_Extracted data:_
+++
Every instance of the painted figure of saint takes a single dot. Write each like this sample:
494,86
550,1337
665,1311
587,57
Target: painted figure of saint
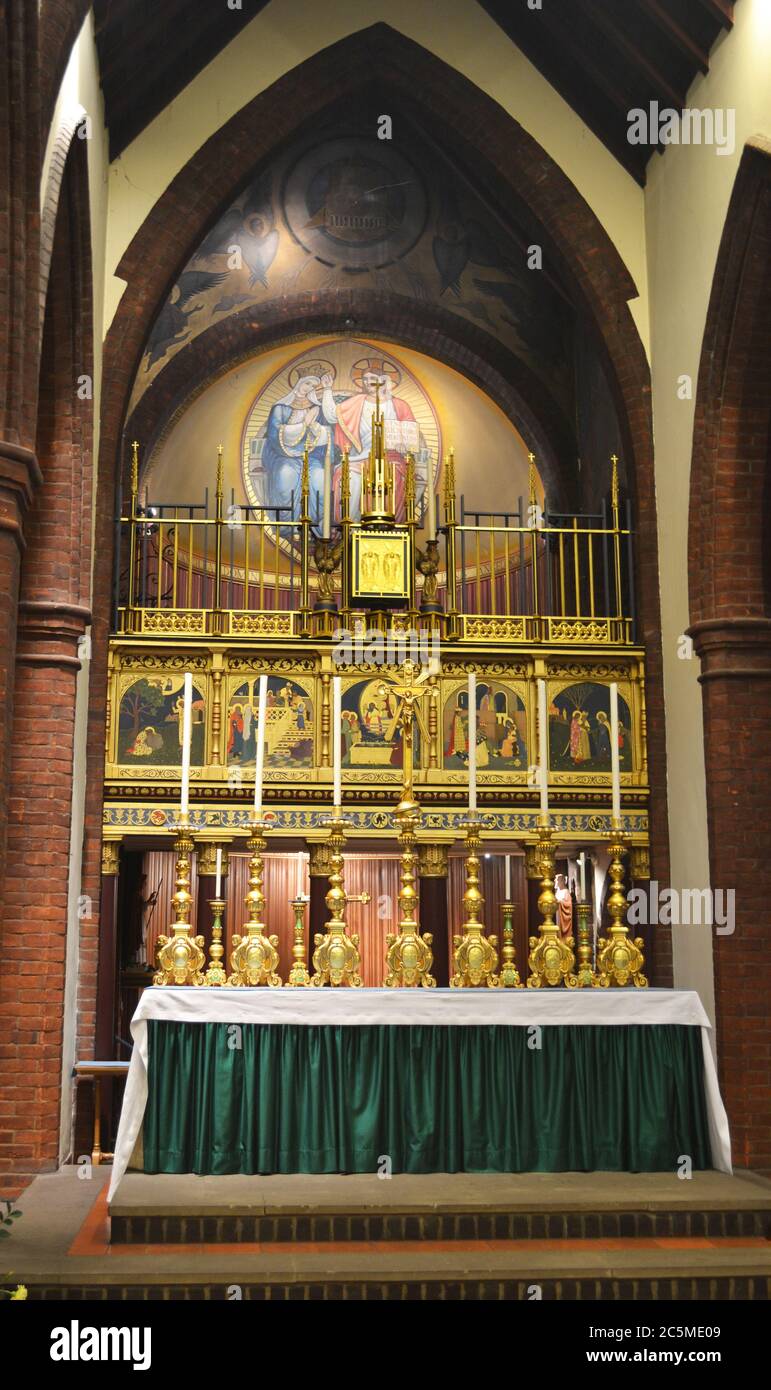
374,377
303,419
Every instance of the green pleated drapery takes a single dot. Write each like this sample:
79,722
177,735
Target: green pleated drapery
327,1100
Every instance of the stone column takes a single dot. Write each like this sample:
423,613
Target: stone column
107,969
432,873
206,863
534,877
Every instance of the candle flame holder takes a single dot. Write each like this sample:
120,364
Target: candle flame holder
181,955
620,959
550,958
409,957
299,975
509,972
475,954
335,959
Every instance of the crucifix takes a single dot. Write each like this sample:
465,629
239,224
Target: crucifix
407,713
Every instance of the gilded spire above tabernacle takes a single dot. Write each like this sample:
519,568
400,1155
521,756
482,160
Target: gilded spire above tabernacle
377,483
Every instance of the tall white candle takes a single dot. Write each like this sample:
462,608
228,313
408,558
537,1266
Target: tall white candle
543,748
336,741
614,758
327,499
429,501
260,754
186,740
473,742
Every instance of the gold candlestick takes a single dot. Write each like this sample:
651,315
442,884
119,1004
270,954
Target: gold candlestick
335,959
585,970
409,957
509,972
474,955
181,955
254,955
299,975
550,958
620,959
217,973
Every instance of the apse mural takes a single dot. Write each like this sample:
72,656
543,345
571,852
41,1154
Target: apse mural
339,211
325,403
150,723
288,724
500,730
579,730
370,734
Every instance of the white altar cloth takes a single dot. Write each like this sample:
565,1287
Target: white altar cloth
410,1008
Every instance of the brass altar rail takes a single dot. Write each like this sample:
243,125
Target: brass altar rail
249,571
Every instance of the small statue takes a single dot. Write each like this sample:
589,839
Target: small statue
327,555
427,563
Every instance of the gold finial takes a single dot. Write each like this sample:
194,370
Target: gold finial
306,477
410,480
450,476
220,470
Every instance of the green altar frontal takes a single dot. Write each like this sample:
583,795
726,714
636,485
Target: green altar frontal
441,1082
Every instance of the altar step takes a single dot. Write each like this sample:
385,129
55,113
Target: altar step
166,1209
63,1247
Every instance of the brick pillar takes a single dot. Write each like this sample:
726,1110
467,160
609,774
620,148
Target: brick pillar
736,697
432,873
318,870
107,970
20,476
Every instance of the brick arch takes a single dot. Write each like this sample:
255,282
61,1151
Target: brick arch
53,615
730,581
427,328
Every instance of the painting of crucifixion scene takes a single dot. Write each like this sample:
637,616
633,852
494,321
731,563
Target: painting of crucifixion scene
150,723
324,405
579,730
371,734
288,724
500,730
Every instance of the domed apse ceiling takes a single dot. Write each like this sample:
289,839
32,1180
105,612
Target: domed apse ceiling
438,409
339,211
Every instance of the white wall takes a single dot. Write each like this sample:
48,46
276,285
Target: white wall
685,206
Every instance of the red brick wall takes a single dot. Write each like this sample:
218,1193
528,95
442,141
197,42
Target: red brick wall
507,161
53,616
731,610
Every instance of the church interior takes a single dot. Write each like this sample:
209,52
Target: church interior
386,651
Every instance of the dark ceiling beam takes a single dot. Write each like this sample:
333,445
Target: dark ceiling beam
720,10
678,36
614,93
563,71
652,78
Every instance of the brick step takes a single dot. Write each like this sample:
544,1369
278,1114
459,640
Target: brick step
239,1209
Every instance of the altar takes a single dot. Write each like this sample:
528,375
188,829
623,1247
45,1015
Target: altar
239,1080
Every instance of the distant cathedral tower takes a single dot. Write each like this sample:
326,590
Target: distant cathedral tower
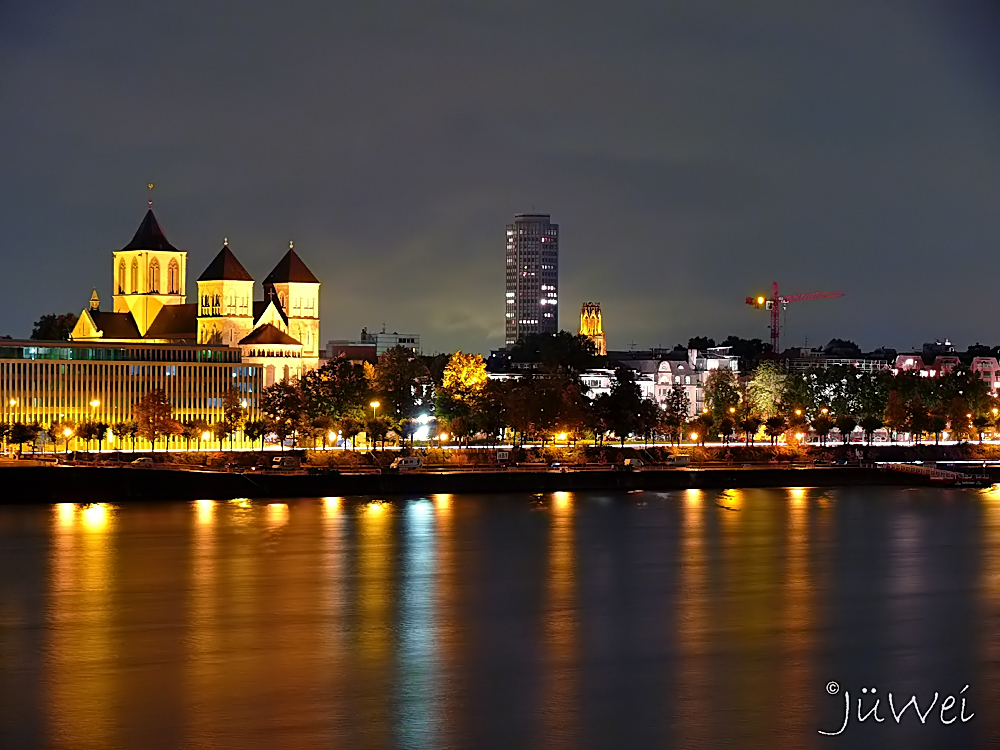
592,326
149,274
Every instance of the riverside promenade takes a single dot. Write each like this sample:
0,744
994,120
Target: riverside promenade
48,484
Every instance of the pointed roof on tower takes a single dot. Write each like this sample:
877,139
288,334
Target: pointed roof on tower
225,267
149,236
291,269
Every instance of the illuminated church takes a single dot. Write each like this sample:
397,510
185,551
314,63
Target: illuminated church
279,334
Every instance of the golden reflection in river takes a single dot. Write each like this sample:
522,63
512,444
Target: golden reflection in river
692,703
559,692
331,507
376,554
204,621
448,630
277,515
989,607
81,651
797,621
419,664
750,589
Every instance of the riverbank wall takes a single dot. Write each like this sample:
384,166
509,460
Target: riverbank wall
48,484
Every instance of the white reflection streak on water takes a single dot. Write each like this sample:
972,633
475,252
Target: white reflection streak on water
81,684
417,722
203,622
559,695
905,585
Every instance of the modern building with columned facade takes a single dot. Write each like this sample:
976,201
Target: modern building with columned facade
54,381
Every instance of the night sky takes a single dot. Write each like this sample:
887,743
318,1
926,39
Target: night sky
691,152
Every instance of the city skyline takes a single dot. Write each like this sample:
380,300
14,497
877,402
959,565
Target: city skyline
691,157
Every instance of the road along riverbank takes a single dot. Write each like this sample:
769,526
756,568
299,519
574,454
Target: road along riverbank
47,484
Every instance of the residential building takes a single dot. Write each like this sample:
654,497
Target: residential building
659,371
370,346
929,365
532,277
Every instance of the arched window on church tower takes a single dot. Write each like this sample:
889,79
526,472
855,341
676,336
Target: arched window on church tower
154,276
173,278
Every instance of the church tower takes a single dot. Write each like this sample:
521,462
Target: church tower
225,300
292,285
149,273
592,326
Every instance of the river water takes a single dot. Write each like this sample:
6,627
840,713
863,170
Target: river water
566,620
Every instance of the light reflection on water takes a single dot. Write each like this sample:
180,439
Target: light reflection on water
697,618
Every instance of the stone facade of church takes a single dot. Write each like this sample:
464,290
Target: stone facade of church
279,333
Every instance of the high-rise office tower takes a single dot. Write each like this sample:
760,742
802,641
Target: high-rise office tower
532,304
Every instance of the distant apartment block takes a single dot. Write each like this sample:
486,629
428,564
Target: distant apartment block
370,346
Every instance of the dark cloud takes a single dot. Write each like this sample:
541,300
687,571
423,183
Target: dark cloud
691,152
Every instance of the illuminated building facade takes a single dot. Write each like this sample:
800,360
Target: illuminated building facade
150,305
592,326
49,382
532,277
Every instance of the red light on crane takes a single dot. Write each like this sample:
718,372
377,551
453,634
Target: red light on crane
778,302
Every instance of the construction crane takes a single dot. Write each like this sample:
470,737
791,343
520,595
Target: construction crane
778,302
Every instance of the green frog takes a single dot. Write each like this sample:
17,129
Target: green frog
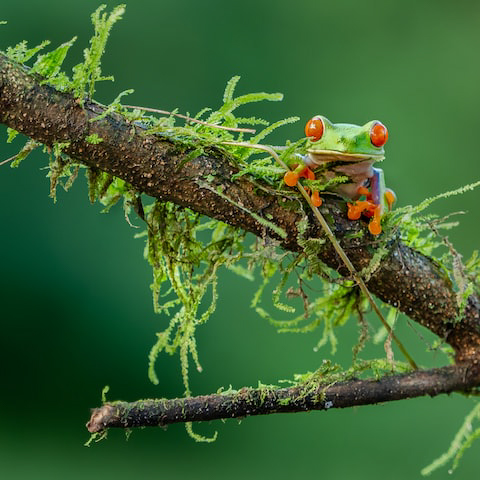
342,149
+++
_What the task requires:_
Your copy must match the records above word for word and contain no pictures.

_Reply to the exercise:_
Every instance of the painted figure of saint takes a single dot. Write each like this sample:
494,86
550,1337
665,1311
587,57
Target: painted figure of saint
374,377
303,419
Every instance of the green pleated drapery takes a single dot. Write each like this sample:
79,722
177,735
Target: green pleated drapery
327,1100
Every instance of the stone column takes a single dot. Write each like this sample:
423,613
Target: stone column
107,969
432,873
206,863
534,877
Every instance of the candle flame holder takes a single dot. Write each like this sample:
120,364
Target: candle flame holder
181,955
620,959
550,958
409,957
299,975
509,972
475,954
335,959
Every instance of the crucifix takes a single dot. Write each like this sample:
465,629
239,224
Target: crucifix
407,713
Every instance of the gilded spire above tabernacle takes a single dot. Write each like this sample:
519,568
400,1155
521,756
482,160
Target: gilded spire above tabernacle
377,483
Every instance of the tall white candle takes a single dot. Write each like this sample:
462,608
228,313
408,558
537,1266
Target: tall white candle
543,748
336,741
614,758
327,499
429,501
260,754
186,740
473,742
Every instance of the gold candlestick takes a single dot. Write each like this sample:
651,315
442,884
119,1004
270,954
Target: gold candlestick
335,959
585,970
409,957
509,972
474,955
181,955
254,955
299,975
550,958
620,959
217,973
Every instance of the apse mural takes a single dot. Write each like this sample:
72,656
543,345
571,852
41,1154
Target: apse mural
339,211
325,403
150,723
288,724
500,730
579,730
370,734
Every instance of the white altar cloth takes a single dot. Write each like this sample:
565,1287
Target: white altar cloth
410,1008
Every instance of the brass altar rail takes a single dot. Write each like this sample:
243,125
Target: brass altar rail
249,571
Every instance of the small statue takes a single dot. Write each like this sample:
589,839
Target: small statue
327,555
427,563
Every instance of the gold finial takes a single dot. Write each like this sample:
194,370
Target: gold finial
306,477
410,480
450,476
220,470
Every instance of the green altar frontal takes a single dot. Write each like this sample:
583,795
726,714
636,485
Target: green altar frontal
441,1082
Every instance of the altar step takes a single dot. Write each like this sample:
385,129
55,113
Target: altar step
166,1209
63,1247
Every instance of the brick pillar takes a single dot. Write each like this sample:
726,1110
467,160
609,774
620,148
Target: brick pillar
736,697
432,873
318,870
107,970
20,476
Every instance of the brick arch takes a single dot. Write each like this sample:
255,282
61,1151
Target: brick arch
53,615
730,581
427,328
Every instance of the painting of crucifixion scene takes a single dot. Write each like this sample:
637,616
633,852
494,321
731,563
Target: painting of crucifixion scene
150,723
324,405
579,730
371,734
288,724
500,730
Every instance of the domed apse ceiling takes a single dot. Write each like this sample:
289,839
32,1180
105,612
Target: domed apse ceiling
438,409
339,211
Every instance of the white wall takes a single dot. Write each like this sample:
48,46
276,285
Target: white wall
685,206
Every instance of the red brick wall takes a single dot. Write each like this sample:
218,1193
528,95
442,141
197,42
Target: red brick wall
507,161
53,616
731,610
Every instance of the church interior takes a single dot. Write each like this sample:
209,52
Target: church interior
386,651
Every instance of the dark ceiling beam takes a single dot. Write each like this sample:
333,445
Target: dark ceiling beam
720,10
678,36
614,93
563,71
652,78
Every instance of the brick step takes a single dot. Write each like this sample:
544,1369
278,1114
459,640
Target: brick step
239,1209
Every instance of the altar takes a single dot. Write each like this sample:
528,375
188,829
623,1247
45,1015
Target: altar
239,1080
Every instance of the distant cathedral tower takes a single dot. Write each like this sample:
326,590
Target: distant cathedral tower
592,326
149,274
Every instance of the riverside promenade takes a single dot. Write each like this sample:
0,744
994,120
Target: riverside promenade
48,484
Every instance of the pointed roof on tower takes a single dot. Write each like this sample:
877,139
288,334
Target: pointed roof on tower
225,267
149,236
291,269
Every instance of the illuminated church takes a single dot. Write each like this sample:
397,510
185,551
314,63
Target: illuminated church
279,334
Every instance of the golden reflection in river takes a single dot. Write each like this sample:
522,63
512,444
Target: golden reflection in river
692,703
559,692
331,507
376,554
204,621
448,630
277,515
989,607
81,651
797,621
419,664
750,589
Every instance of the riverbank wall takes a single dot. Write each like this sample:
384,166
509,460
Target: riverbank wall
48,484
Every instance of the white reflection streak on water takes a single dot. Write each like this sample:
972,633
475,252
Target: white reflection streak on water
81,684
417,722
203,622
559,695
905,585
Every instance of the modern building with columned facade takes a single dot. Write each like this sample:
976,201
Target: modern building with columned facade
54,381
Every instance of the night sky takes a single dot. Write each like this sample:
887,743
318,1
926,39
Target: night sky
691,152
Every instance of the city skyline takes a single dot. Write each like this sample:
380,300
14,497
877,402
959,565
Target: city skyline
691,157
Every instance of the road along riverbank takes a single dot. Write each like this sample:
769,526
756,568
299,519
574,454
Target: road along riverbank
47,484
Every instance of the residential building takes a single dot. Write each like this sample:
654,497
Target: residential building
659,371
370,346
929,365
532,277
Every instance of the arched window on church tower takes a single dot. Write each like this sample:
889,79
526,472
855,341
676,336
Target: arched window on church tower
154,276
173,278
Every instance of the church tower takes a single dot. Write each like this sample:
521,462
Target: church tower
225,300
292,285
149,273
592,326
Every instance of the river water takes a single dot. Write each like this sample:
6,627
840,713
863,170
Target: river water
566,620
Every instance of the light reflection on water takes a single dot. Write each like this sample:
180,439
Target: light reflection on water
697,618
Every instance of the stone facade of church takes a single dot. Write each like this sample:
464,290
Target: stone facade of church
279,333
Every instance of the high-rise office tower takes a single dot. Write each like this sample:
760,742
802,641
Target: high-rise office tower
532,304
Every instance of the distant apartment block takes a single dot. Write each like this sample:
486,629
428,564
Target: distant apartment block
370,346
Every instance of the dark cloud takes a single dot. Write each like this sample:
541,300
687,571
423,183
Target: dark cloud
691,152
Every instance of the illuminated building facade takes a single dot. Write each like this sample:
800,360
Target: illuminated building facade
150,305
592,326
49,382
532,277
Every instance of the red light on crane takes a single dot. Write each like this sample:
718,372
377,551
453,634
Target: red light on crane
778,302
Every instance of the construction crane takes a single dot. Write each like this sample:
470,737
791,343
520,595
Target: construction crane
778,302
Every instance of the green frog takes a single dot. Write each like this sample:
17,129
Target: green frog
342,149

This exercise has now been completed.